▶ [Challenge]: Pull out each line of the items below that contains the string "query". Match case: a line counts only if its capitalization is identical.

※ ※ ※

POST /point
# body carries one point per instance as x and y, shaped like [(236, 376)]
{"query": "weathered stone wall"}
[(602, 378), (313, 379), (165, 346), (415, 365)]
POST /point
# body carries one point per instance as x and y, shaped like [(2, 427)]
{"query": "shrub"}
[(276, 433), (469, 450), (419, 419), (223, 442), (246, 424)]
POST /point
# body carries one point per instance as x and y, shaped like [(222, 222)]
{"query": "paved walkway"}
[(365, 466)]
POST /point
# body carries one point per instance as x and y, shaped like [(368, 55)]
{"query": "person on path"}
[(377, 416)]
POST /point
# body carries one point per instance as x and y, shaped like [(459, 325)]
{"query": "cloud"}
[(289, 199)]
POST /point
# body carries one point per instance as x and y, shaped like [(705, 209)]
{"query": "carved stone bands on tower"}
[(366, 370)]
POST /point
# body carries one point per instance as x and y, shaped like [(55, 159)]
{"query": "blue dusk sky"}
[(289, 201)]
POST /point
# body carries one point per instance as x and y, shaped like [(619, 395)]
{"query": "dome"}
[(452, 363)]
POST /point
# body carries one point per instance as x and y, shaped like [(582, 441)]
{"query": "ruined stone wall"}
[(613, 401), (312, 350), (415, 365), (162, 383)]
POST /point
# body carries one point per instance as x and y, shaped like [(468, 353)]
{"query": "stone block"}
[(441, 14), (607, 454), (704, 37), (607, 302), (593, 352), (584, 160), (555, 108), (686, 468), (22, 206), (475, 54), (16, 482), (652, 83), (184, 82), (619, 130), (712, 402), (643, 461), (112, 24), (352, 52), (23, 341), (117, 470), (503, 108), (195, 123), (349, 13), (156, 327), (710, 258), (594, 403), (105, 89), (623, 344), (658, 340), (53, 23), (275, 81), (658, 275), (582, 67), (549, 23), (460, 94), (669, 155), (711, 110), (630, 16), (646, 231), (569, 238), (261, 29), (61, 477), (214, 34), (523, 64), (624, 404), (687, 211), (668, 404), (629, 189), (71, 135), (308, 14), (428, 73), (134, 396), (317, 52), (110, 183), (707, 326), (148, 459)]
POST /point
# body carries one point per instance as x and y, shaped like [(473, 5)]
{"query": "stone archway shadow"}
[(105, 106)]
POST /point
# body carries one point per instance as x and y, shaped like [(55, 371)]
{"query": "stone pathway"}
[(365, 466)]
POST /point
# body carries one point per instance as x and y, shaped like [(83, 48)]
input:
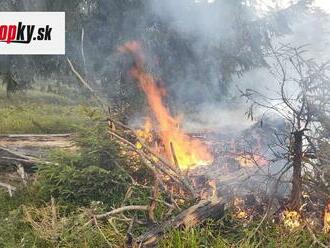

※ ※ ※

▶ [Result]:
{"query": "weathered stone wall"}
{"query": "shrub"}
{"query": "paved walkway"}
{"query": "person on path"}
{"query": "cloud"}
{"query": "carved stone bands on tower"}
{"query": "blue dusk sky"}
{"query": "dome"}
{"query": "ruined stone wall"}
{"query": "stone block"}
{"query": "stone archway shadow"}
{"query": "stone pathway"}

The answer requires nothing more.